PROBLEM DETAILS >> The entries below need to be transcribed exactly, without their images.
-------- GIVEN DATA --------
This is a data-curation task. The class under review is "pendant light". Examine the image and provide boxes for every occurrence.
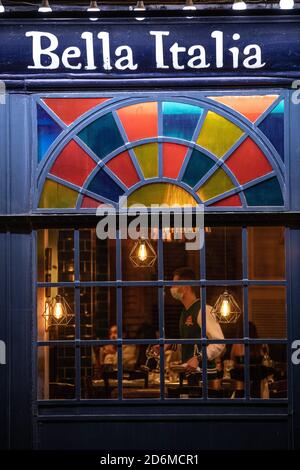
[38,0,52,13]
[42,294,74,331]
[211,227,241,324]
[129,238,157,268]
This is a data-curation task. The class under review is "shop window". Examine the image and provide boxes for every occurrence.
[36,226,287,402]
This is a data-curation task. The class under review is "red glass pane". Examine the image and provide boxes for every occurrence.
[50,140,96,186]
[43,98,110,125]
[117,102,158,141]
[226,138,272,185]
[208,95,278,123]
[106,151,140,188]
[210,194,242,207]
[163,143,188,179]
[81,196,103,208]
--------
COMPLETED TASK >>
This is a data-curation task. The class under review is "pendant light". Examine the image and provide boxes for every occurrence.
[38,0,52,13]
[42,294,74,331]
[211,227,241,324]
[129,238,157,268]
This is a data-curation task. The class under review is "shop window". Examine the image and provide boxes for every occurrence.
[36,226,287,402]
This is a data-curation task. The class under review is "red glass pane". Examine the image and provide boxes for every occurrence.
[50,140,96,186]
[43,98,110,125]
[117,102,158,141]
[226,138,272,185]
[208,95,278,123]
[106,151,140,188]
[210,194,242,207]
[163,143,188,179]
[81,196,103,208]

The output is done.